(begin)

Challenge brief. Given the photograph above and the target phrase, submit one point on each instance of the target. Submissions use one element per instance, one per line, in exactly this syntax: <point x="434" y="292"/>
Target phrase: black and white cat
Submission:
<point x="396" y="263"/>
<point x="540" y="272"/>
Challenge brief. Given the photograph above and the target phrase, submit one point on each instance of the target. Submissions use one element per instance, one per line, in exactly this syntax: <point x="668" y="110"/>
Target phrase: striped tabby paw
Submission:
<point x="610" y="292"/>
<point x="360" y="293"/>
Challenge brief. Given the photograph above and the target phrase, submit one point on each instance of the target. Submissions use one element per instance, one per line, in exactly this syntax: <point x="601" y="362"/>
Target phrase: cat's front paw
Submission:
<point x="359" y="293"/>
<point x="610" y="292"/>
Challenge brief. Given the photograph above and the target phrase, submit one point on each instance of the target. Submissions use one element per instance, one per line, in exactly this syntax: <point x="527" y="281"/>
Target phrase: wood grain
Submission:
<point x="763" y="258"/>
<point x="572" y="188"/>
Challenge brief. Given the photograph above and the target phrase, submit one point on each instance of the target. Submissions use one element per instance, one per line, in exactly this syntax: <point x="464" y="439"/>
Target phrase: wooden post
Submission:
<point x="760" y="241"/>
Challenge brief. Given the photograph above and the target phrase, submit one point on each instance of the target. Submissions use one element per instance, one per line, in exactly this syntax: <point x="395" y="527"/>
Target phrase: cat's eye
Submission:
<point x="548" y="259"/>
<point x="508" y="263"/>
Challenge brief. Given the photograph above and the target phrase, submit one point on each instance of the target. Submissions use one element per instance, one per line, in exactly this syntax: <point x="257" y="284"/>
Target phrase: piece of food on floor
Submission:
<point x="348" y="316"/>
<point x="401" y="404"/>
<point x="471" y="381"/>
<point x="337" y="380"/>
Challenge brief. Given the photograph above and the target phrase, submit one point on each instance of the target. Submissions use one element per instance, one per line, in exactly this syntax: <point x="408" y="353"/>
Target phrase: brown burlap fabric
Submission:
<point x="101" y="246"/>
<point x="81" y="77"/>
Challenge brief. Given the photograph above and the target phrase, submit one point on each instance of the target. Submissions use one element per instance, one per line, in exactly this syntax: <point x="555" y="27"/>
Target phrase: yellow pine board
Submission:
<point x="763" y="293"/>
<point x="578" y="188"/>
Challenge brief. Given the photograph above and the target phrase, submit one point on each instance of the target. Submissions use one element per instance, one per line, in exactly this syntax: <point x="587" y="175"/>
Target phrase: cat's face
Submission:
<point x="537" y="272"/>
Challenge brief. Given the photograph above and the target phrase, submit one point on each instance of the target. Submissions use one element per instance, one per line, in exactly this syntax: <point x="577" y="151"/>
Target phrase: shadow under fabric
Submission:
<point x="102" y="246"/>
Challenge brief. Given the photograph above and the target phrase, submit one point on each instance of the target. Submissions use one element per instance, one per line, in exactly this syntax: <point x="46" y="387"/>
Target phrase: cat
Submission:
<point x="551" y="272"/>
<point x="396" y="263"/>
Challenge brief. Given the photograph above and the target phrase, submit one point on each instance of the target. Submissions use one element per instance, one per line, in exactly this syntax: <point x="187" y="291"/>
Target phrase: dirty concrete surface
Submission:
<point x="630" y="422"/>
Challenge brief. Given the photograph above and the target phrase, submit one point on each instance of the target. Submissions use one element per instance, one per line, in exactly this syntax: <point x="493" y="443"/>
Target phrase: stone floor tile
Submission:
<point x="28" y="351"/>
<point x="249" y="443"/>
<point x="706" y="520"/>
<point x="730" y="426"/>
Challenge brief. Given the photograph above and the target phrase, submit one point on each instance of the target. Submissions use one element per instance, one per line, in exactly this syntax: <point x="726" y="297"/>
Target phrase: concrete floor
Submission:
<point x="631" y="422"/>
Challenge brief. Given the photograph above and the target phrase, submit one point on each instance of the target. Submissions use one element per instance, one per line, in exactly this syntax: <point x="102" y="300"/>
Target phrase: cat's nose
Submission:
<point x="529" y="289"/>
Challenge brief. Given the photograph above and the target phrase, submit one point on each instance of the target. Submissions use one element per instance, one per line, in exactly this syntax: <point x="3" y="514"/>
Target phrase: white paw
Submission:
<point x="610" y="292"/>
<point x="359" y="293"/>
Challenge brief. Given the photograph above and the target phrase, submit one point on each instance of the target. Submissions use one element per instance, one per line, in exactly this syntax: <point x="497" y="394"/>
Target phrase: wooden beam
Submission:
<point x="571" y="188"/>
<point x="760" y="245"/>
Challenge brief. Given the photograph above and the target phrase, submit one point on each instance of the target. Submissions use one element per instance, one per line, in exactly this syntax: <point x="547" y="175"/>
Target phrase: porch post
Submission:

(end)

§ TASK REQUIREMENTS
Gather every line of the entries that contains the word "post" and copy each one out. Case counts.

§ TASK ANSWER
Target phrase: wooden post
Target phrase: porch post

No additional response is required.